• **상자 표시 데이터셋 발췌**
================

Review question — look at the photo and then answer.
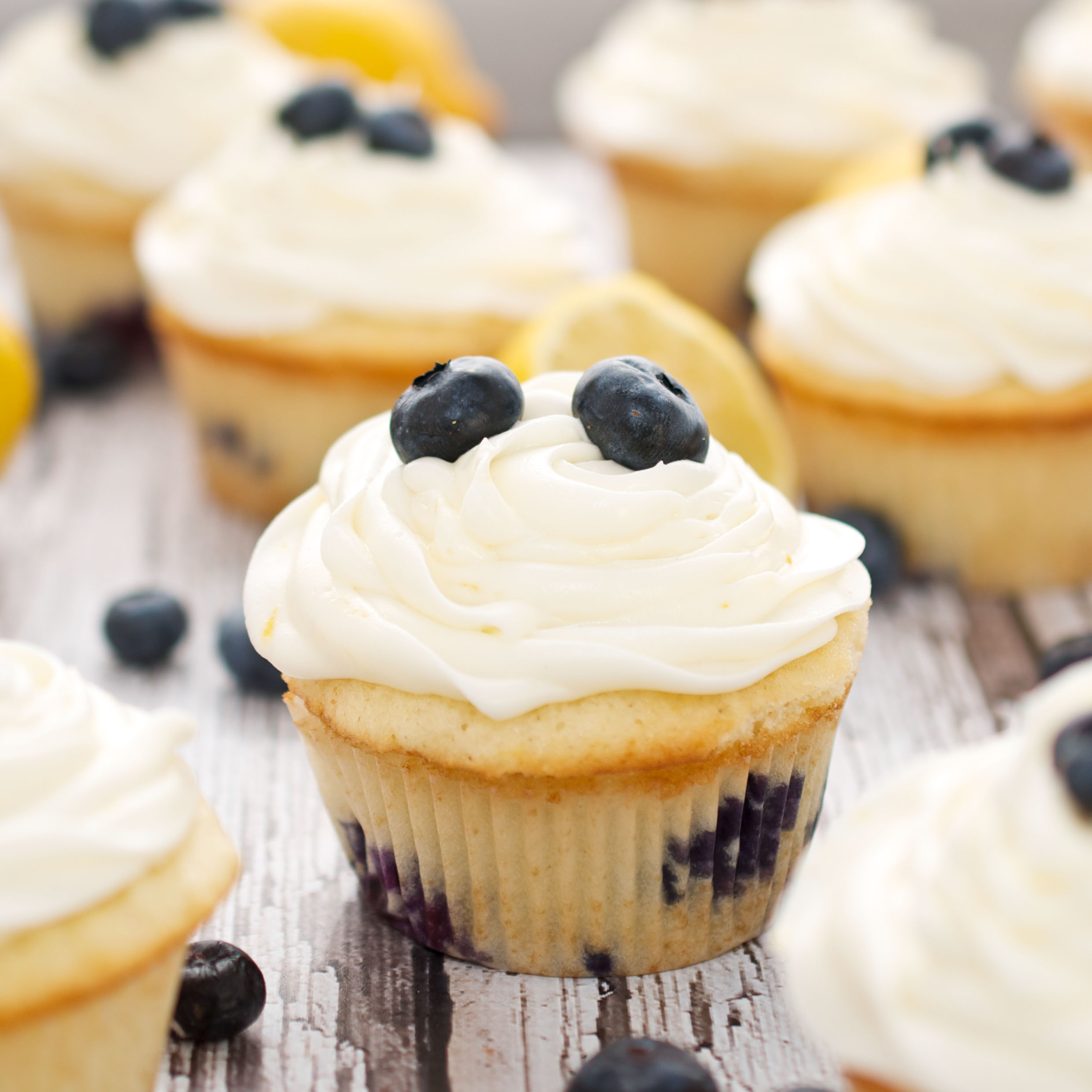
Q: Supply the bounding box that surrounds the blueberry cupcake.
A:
[137,83,590,516]
[559,0,985,325]
[750,121,1092,590]
[0,0,300,381]
[0,641,236,1092]
[1017,0,1092,168]
[245,357,869,975]
[771,663,1092,1092]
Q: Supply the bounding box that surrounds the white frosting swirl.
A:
[772,663,1092,1092]
[0,641,198,937]
[1020,0,1092,101]
[750,149,1092,397]
[0,7,302,198]
[245,372,869,720]
[137,118,591,336]
[559,0,985,167]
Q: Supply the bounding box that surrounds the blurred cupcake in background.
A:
[0,0,300,386]
[1017,0,1092,168]
[0,641,237,1092]
[771,664,1092,1092]
[238,0,500,130]
[137,83,591,516]
[559,0,986,324]
[750,121,1092,590]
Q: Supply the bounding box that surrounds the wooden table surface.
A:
[0,147,1092,1092]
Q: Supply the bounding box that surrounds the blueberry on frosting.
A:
[987,134,1073,193]
[1054,713,1092,819]
[925,118,997,171]
[277,82,360,141]
[367,109,435,160]
[572,356,709,471]
[391,356,523,463]
[86,0,155,59]
[568,1039,717,1092]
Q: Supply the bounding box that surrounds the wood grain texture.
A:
[0,151,1057,1092]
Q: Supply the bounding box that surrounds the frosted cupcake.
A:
[750,126,1092,589]
[771,664,1092,1092]
[137,84,589,516]
[245,358,869,975]
[1018,0,1092,168]
[559,0,985,325]
[0,641,236,1092]
[0,0,299,375]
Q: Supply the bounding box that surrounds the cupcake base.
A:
[0,805,236,1092]
[286,612,865,976]
[754,324,1092,591]
[153,308,512,519]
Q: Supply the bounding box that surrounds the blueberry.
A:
[925,118,997,171]
[568,1039,717,1092]
[830,505,905,597]
[171,940,265,1043]
[1054,713,1092,819]
[572,356,709,471]
[367,109,435,160]
[391,356,523,463]
[217,610,284,697]
[277,82,360,141]
[1039,633,1092,679]
[104,591,189,667]
[86,0,153,59]
[987,135,1073,193]
[153,0,224,22]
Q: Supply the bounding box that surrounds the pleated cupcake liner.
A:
[290,698,840,976]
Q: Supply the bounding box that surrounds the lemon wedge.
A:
[0,322,38,474]
[240,0,500,129]
[498,273,798,497]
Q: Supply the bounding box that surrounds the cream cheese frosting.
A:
[772,663,1092,1092]
[750,149,1092,397]
[245,372,869,720]
[0,641,198,937]
[137,118,592,336]
[0,7,304,199]
[1020,0,1092,101]
[559,0,986,168]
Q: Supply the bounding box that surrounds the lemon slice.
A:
[240,0,499,129]
[0,322,38,474]
[498,273,798,497]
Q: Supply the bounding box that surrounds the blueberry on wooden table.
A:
[277,81,360,141]
[1039,633,1092,679]
[86,0,154,60]
[367,109,435,160]
[171,940,265,1043]
[830,505,905,598]
[103,591,189,667]
[1054,713,1092,819]
[572,356,709,471]
[568,1039,717,1092]
[217,610,284,695]
[391,356,523,463]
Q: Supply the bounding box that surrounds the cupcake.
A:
[1017,0,1092,168]
[137,84,590,516]
[0,641,236,1092]
[771,664,1092,1092]
[750,123,1092,590]
[245,357,869,975]
[559,0,985,325]
[0,0,299,371]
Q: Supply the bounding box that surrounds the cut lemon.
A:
[0,322,38,474]
[498,273,798,497]
[241,0,499,129]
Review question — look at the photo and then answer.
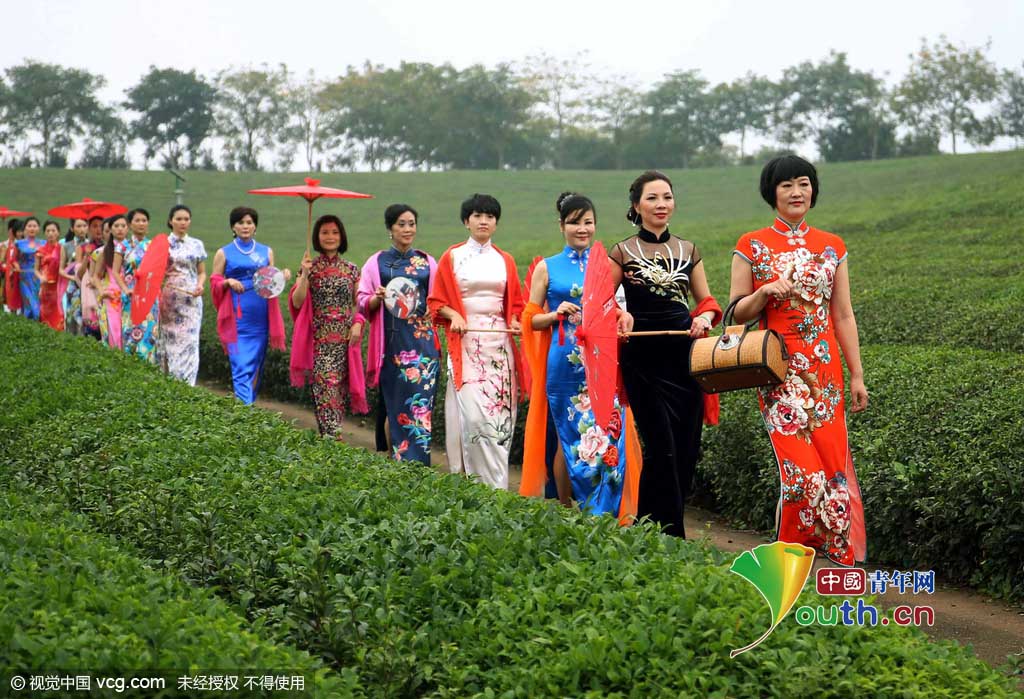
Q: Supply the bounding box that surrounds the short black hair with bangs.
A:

================

• **할 일**
위 목록의 모든 줄을 한 글자도 바꾸지 말고 그대로 돌려주시오. 단, 사진은 답에서 빼시오.

• **연습 결과**
Review question — look at the photo and then answer.
Q: Supply the bounding box that surrounds the blueberry cupcake.
A:
[137,83,590,516]
[559,0,985,325]
[750,121,1092,590]
[0,0,300,381]
[0,641,236,1092]
[1017,0,1092,168]
[245,357,869,975]
[771,663,1092,1092]
Q: Supply the bounding box that surrounds the white frosting swirl.
A:
[772,663,1092,1092]
[0,641,198,937]
[1020,0,1092,101]
[750,149,1092,397]
[0,7,302,198]
[245,372,869,720]
[137,118,591,336]
[559,0,985,167]
Q: Supply the bounding box that surrounds the blurred cupcake in background.
A:
[0,0,300,386]
[1017,0,1092,168]
[0,641,237,1092]
[771,664,1092,1092]
[238,0,500,130]
[137,83,591,516]
[559,0,986,324]
[750,121,1092,590]
Q: Supply the bounding box that surrounds the wooden table surface.
A:
[0,147,1092,1092]
Q: Supply the bounding box that surrounds the blueberry on frosting.
A:
[987,134,1073,193]
[1054,713,1092,819]
[925,118,997,171]
[277,82,360,141]
[367,109,435,160]
[572,356,709,471]
[391,356,523,463]
[86,0,155,59]
[568,1039,717,1092]
Q: Supply the bounding box that surrounds the wood grain texture.
A:
[0,151,1057,1092]
Q: Supply the bounding box that surrounds the frosted cupcake.
A:
[750,126,1092,589]
[771,664,1092,1092]
[137,84,589,516]
[245,358,869,975]
[1018,0,1092,168]
[559,0,985,325]
[0,641,236,1092]
[0,0,299,375]
Q: Supply the bounding box that surrounds the cupcake base.
A:
[0,805,236,1092]
[286,612,865,976]
[754,324,1092,591]
[153,308,512,519]
Q: Supply the bounding box that surrounds the blueberry.
A:
[925,118,997,171]
[568,1039,717,1092]
[830,505,905,597]
[171,940,265,1043]
[1054,713,1092,819]
[572,356,709,471]
[367,109,435,160]
[391,356,523,463]
[217,610,284,697]
[277,82,360,141]
[1039,633,1092,679]
[104,591,189,667]
[86,0,153,59]
[987,135,1073,193]
[153,0,224,22]
Q: Supply the bounding box that surrounds the pleated cupcake liner.
A:
[290,698,840,976]
Q: Supply the bounding box that surrounds the lemon wedge.
A:
[0,322,38,474]
[240,0,500,129]
[498,273,798,497]
Q: Supply the bounding box that surrounds the cream cheese frosting.
A:
[772,663,1092,1092]
[750,149,1092,397]
[245,372,869,720]
[0,641,198,937]
[137,118,592,336]
[0,7,304,199]
[1020,0,1092,101]
[559,0,986,168]
Q: Supply the bounding box that surrounds the lemon slice.
A:
[240,0,499,129]
[0,322,38,474]
[498,273,798,497]
Q: Supply the bounding box that surrounds the blueberry on wooden table.
A:
[277,81,360,141]
[1039,633,1092,679]
[86,0,154,60]
[367,109,435,160]
[171,940,265,1043]
[830,505,905,598]
[103,591,189,667]
[1054,713,1092,819]
[572,356,709,471]
[568,1039,717,1092]
[217,610,284,695]
[391,356,523,463]
Q: Supply the bounding box that surrounds the cupcake.
A:
[1017,0,1092,168]
[137,84,590,516]
[0,641,236,1092]
[771,664,1092,1092]
[750,123,1092,590]
[245,357,869,975]
[559,0,985,325]
[0,0,299,371]
Q: Supply the bounding box that surrounds the cut lemon.
A:
[0,322,38,474]
[498,273,798,497]
[241,0,499,129]
Review question — look at the photo and then answer.
Q: Supply the bounding box that surrounds the short black hair with bangs.
A:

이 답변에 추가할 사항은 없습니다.